Passage given:
Review after the 7 edition of 3…2…1…DANCE!

Review after the 7 edition of 3…2…1…DANCE!

With great pleasure we encourage you to read the text after 7th edition of 3…2…1…DANCE! choreographic competition written by Natalia Wilk.

To appreciate, not to judge.

About democracy in the contest.

The 3…2…1…DANCE! choreographic competition

Krakow Choreographic Centre

4th-5th March 2017

The idea of preserving democracy in situation of the contest may not be adequate and may not correspond to the practice of rules, where we select the best. Meanwhile The Choreographic Competition 3…2…1…DANCE! organized by Krakow Choreographic Centre measures with such understanding of competitiveness, which does not choose the best, but appreciates individuality and diversity. How the implementation of such assumptions looks in practice we saw at this year’s edition of the contest which took place at 4th and 5th March 2017 in Nowa Huta Cultural Centre. The seventh edition of the 3…2…1…DANCE! choreographic competition turned out to be sentimental and in many ways unique. Organized from seven years competition is addressed to choreographic artists from all of the word. Of the nearly 50 submitted applications, the record number of 16 were qualified.

The first selection is already an introduction to the characteristics of the meeting – the democracy in the competition. It seems that organizers are taking care of it in the consistent way. In 16 qualified works we’ve seen a diverse mix of choreographic forms. The program was arranged without stylistic preferences, without specifying a particular choreographic practice. Participants came from different countries and numerous of dance contexts. Therefore the jury’s choice was not easy. It’s not a simple task to distinguish one work among the broad and not necessarily comparable range of proposals.

Objective:
Write out the entire review of the 3…2…1…DANCE! competition word for word. You won't need any of the lines in these excerpts.

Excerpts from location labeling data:
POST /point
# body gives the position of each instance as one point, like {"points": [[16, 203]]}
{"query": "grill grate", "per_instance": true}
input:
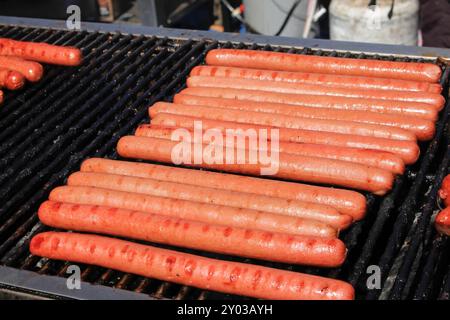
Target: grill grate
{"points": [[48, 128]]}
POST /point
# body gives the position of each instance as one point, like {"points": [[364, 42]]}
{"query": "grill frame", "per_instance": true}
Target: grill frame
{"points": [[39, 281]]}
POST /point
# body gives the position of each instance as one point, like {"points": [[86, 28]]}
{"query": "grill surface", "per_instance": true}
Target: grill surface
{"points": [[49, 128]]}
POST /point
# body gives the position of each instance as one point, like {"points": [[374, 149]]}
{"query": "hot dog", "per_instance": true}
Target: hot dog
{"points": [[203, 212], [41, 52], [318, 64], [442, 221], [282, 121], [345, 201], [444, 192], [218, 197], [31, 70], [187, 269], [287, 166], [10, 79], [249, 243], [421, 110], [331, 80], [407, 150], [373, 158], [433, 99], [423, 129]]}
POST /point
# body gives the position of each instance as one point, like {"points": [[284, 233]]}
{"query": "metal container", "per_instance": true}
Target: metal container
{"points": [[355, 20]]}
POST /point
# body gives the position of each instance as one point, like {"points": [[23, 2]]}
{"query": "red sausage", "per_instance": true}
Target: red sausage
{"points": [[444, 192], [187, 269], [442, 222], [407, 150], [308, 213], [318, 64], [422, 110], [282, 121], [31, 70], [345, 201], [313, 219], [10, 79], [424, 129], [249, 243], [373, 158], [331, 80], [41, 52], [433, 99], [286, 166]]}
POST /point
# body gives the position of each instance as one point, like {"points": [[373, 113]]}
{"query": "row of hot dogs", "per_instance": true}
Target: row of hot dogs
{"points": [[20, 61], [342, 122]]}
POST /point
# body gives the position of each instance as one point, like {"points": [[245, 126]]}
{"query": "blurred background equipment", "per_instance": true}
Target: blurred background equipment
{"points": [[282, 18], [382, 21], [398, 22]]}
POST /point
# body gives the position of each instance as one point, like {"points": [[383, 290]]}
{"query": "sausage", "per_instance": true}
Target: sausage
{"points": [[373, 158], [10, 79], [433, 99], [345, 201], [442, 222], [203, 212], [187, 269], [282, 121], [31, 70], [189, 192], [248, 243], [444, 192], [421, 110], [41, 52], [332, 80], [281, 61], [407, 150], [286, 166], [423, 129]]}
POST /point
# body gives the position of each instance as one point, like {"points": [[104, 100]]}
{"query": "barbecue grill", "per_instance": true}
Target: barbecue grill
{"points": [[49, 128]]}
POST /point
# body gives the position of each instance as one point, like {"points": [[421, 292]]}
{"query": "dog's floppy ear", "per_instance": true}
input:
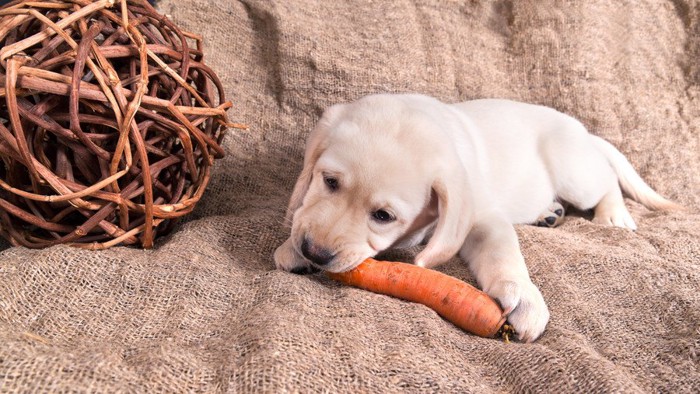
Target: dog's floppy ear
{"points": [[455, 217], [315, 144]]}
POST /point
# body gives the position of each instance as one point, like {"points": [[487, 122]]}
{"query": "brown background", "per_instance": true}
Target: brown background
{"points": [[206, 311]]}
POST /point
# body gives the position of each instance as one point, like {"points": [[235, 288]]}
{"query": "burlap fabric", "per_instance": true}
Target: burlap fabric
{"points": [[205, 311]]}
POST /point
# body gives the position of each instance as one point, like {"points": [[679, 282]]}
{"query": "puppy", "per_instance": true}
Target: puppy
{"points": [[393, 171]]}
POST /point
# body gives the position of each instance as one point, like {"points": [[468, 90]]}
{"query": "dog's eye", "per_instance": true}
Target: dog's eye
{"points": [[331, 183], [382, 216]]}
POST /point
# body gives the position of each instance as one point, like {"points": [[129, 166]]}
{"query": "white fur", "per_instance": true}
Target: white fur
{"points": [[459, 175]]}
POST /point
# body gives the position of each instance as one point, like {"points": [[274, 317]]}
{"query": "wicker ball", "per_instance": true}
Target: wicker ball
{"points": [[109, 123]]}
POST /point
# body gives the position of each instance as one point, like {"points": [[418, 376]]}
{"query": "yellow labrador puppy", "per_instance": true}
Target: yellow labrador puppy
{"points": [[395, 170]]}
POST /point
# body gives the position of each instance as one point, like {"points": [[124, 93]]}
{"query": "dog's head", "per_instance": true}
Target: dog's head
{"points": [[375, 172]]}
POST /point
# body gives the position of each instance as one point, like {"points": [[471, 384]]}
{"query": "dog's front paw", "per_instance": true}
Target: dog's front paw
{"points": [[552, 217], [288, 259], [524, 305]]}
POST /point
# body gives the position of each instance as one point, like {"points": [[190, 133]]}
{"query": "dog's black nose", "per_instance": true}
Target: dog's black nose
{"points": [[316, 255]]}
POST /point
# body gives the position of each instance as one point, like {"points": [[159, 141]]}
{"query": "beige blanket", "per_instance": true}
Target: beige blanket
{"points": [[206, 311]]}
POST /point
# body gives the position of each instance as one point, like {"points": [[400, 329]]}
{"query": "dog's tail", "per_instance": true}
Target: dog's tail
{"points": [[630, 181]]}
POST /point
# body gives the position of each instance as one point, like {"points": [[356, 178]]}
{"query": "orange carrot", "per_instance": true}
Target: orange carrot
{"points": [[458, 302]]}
==
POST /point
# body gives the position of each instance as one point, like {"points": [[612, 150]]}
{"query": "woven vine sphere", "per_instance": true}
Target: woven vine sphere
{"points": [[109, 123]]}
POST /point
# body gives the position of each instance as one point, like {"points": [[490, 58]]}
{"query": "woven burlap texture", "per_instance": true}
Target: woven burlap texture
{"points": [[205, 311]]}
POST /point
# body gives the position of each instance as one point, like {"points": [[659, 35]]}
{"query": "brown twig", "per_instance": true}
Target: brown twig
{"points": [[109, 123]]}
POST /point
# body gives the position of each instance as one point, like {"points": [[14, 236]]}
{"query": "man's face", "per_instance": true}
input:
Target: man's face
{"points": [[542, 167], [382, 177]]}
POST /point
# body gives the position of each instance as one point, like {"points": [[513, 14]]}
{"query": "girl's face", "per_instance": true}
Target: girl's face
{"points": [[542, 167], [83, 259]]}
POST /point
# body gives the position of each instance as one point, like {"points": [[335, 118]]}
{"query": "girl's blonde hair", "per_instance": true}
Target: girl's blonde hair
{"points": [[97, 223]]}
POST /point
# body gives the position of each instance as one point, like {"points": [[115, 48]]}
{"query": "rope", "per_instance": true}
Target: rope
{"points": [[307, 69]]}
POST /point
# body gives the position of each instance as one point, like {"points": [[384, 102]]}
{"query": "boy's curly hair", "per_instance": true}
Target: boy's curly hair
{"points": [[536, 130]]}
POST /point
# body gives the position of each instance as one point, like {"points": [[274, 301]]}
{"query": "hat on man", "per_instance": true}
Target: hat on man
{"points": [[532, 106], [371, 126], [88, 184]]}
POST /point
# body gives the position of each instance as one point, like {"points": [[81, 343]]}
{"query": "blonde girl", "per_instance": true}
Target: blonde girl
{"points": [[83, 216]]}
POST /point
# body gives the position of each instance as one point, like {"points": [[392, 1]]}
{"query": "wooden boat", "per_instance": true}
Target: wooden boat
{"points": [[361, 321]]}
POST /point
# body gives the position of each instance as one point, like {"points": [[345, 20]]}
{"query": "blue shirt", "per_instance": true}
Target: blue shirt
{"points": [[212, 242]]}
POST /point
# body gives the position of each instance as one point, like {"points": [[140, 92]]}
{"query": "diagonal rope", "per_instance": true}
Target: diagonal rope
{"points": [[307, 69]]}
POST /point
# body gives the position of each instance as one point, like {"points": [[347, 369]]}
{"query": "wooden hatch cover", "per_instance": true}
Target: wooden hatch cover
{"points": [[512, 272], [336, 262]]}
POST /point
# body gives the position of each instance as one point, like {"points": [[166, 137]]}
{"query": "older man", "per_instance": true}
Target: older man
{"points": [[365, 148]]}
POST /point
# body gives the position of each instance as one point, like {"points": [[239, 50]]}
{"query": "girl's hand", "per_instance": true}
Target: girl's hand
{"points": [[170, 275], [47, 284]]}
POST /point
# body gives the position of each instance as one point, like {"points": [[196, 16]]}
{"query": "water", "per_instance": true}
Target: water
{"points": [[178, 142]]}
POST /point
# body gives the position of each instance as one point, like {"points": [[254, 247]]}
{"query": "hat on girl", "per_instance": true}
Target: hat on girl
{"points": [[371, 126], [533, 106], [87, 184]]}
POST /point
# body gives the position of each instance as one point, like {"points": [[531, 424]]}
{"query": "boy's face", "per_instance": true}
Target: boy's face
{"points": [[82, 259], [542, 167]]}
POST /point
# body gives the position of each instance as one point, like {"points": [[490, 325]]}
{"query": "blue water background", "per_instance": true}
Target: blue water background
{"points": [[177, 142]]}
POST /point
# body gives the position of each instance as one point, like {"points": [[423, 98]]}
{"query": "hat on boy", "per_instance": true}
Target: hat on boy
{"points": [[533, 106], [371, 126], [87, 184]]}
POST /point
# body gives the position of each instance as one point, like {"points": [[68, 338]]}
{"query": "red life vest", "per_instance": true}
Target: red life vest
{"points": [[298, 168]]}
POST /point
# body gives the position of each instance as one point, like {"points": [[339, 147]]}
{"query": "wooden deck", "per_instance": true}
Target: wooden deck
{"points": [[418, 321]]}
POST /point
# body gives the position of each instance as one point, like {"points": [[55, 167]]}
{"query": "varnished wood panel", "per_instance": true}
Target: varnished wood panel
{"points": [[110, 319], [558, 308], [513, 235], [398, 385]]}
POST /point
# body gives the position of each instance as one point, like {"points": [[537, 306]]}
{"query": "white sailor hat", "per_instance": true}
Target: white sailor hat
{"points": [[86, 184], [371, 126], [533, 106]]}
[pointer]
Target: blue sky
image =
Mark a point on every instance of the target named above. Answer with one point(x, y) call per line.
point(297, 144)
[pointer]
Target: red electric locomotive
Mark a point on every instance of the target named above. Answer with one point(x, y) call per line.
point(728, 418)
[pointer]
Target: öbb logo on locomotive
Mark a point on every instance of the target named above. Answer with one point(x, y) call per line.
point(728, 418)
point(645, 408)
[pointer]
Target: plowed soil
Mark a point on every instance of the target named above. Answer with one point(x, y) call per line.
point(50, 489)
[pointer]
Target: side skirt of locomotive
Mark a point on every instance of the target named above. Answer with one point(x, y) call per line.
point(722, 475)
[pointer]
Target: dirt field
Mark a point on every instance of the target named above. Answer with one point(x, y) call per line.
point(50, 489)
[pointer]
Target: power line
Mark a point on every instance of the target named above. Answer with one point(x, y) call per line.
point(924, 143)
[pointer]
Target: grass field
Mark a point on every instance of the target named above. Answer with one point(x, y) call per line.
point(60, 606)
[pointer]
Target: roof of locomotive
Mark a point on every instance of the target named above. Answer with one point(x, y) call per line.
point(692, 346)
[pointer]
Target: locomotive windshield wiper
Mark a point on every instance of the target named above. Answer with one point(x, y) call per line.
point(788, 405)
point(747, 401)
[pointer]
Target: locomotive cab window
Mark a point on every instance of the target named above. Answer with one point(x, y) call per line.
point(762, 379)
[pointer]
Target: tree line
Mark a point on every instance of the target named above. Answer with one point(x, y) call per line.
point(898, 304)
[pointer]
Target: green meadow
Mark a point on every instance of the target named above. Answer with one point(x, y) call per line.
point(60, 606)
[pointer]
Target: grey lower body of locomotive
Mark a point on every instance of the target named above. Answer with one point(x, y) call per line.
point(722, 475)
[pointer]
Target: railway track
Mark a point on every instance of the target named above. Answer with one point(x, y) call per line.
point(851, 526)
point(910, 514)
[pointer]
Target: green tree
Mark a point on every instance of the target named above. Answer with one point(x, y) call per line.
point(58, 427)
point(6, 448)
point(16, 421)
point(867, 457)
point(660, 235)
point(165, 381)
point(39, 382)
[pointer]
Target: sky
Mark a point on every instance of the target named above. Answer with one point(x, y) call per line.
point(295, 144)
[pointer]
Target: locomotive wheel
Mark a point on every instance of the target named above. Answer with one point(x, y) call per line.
...
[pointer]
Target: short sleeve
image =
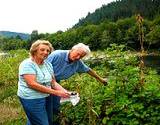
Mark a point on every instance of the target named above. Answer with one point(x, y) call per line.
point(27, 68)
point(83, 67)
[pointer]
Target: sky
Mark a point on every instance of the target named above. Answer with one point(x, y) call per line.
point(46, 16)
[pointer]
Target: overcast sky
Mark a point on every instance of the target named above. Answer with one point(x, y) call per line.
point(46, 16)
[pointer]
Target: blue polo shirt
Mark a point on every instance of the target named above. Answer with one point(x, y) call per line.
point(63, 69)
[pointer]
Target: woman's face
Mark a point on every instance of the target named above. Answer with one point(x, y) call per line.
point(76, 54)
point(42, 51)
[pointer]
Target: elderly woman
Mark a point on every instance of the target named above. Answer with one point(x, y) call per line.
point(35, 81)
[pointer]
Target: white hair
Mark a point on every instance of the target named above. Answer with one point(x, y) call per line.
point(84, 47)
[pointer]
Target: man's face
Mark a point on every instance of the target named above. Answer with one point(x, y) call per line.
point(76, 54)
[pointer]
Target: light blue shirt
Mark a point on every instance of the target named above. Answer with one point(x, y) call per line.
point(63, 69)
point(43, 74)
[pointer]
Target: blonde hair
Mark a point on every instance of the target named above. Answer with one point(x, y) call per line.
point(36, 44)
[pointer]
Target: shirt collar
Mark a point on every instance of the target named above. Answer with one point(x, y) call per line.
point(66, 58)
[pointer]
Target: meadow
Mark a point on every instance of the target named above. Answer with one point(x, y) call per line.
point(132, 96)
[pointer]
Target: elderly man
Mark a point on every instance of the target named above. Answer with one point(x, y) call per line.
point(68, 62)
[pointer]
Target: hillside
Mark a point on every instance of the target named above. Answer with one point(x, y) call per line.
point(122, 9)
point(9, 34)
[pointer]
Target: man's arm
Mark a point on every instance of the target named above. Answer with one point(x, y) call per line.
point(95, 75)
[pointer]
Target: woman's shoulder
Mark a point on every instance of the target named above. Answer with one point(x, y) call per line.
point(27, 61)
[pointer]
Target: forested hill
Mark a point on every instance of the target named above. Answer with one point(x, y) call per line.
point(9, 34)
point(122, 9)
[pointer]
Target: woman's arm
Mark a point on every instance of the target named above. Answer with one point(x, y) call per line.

Reply to the exercise:
Review after the 7 edition of 3…2…1…DANCE!

Review after the 7 edition of 3…2…1…DANCE!

With great pleasure we encourage you to read the text after 7th edition of 3…2…1…DANCE! choreographic competition written by Natalia Wilk.

To appreciate, not to judge.

About democracy in the contest.

The 3…2…1…DANCE! choreographic competition

Krakow Choreographic Centre

4th-5th March 2017

The idea of preserving democracy in situation of the contest may not be adequate and may not correspond to the practice of rules, where we select the best. Meanwhile The Choreographic Competition 3…2…1…DANCE! organized by Krakow Choreographic Centre measures with such understanding of competitiveness, which does not choose the best, but appreciates individuality and diversity. How the implementation of such assumptions looks in practice we saw at this year’s edition of the contest which took place at 4th and 5th March 2017 in Nowa Huta Cultural Centre. The seventh edition of the 3…2…1…DANCE! choreographic competition turned out to be sentimental and in many ways unique. Organized from seven years competition is addressed to choreographic artists from all of the word. Of the nearly 50 submitted applications, the record number of 16 were qualified.

The first selection is already an introduction to the characteristics of the meeting – the democracy in the competition. It seems that organizers are taking care of it in the consistent way. In 16 qualified works we’ve seen a diverse mix of choreographic forms. The program was arranged without stylistic preferences, without specifying a particular choreographic practice. Participants came from different countries and numerous of dance contexts. Therefore the jury’s choice was not easy. It’s not a simple task to distinguish one work among the broad and not necessarily comparable range of proposals.